**Document section**
■ ■ ■
In 1206, Genghis Khan founded the Mongol Empire, and his grandson Kublai Khan conquered China to establish the Yuan dynasty. After the collapse of the Yuan, the Mongols retreated to Mongolia and resumed their earlier pattern of factional conflict, except during the era of Dayan Khan and Tumen Zasagt Khan. In the 16th century, Tibetan Buddhism began to spread in Mongolia, being further led by the Manchu-founded Qing dynasty, which absorbed the country in the 17th century. By the early 1900's, almost one-third of the adult male population were Buddhist monks. During the collapse of the Qing dynasty in 1911, Mongols established the Temporary Government of Khalkha on November 30, 1911. This was before the abdication of the last Qing emperor and the establishment of the Republic of China. On December 29, 1911, Mongolia declared independence from the Qing dynasty; the National Revolution of 1911 ended over 200 years of Qing rule, though it was not until the Revolution of 1921 that de facto independence from the Republic of China was firmly established.
■ ■ ■
**Goal 1**
In the passage on Mongolian history, on what date did Mongolia declare independence from the Qing dynasty?

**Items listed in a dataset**
■ ■ ■
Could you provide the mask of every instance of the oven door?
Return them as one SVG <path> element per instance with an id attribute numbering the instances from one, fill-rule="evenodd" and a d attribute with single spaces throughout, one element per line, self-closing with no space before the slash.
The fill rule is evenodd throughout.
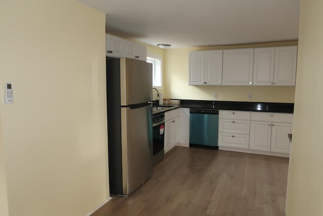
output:
<path id="1" fill-rule="evenodd" d="M 165 131 L 165 120 L 152 125 L 152 155 L 155 156 L 160 152 L 164 154 L 164 141 Z"/>

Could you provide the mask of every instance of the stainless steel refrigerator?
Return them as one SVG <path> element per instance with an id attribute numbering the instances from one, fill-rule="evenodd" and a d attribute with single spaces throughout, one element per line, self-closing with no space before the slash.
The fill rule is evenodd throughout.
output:
<path id="1" fill-rule="evenodd" d="M 152 65 L 106 58 L 110 192 L 127 196 L 152 172 Z"/>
■ ■ ■
**Goal 2**
Could you write out both dataset rows above word for word, leaving out the pictures?

**Task result 1**
December 29, 1911.

**Task result 2**
Could you provide the mask of every instance of the oven door?
Return them as one SVG <path> element per instance with an id attribute numbering the instances from one, fill-rule="evenodd" and a d attribute with single spaces throughout, one element per line, self-closing with no space before the slash.
The fill rule is evenodd throughout.
output:
<path id="1" fill-rule="evenodd" d="M 165 131 L 165 120 L 152 125 L 152 155 L 155 156 L 160 152 L 164 154 L 164 141 Z"/>

Could you provide the mask of every instance of the stainless steel refrigerator?
Return them as one SVG <path> element per instance with an id attribute numbering the instances from one, fill-rule="evenodd" and a d attribute with single spaces throughout, one element per line, self-closing with no space before the slash.
The fill rule is evenodd throughout.
output:
<path id="1" fill-rule="evenodd" d="M 152 65 L 106 58 L 110 192 L 127 196 L 152 172 Z"/>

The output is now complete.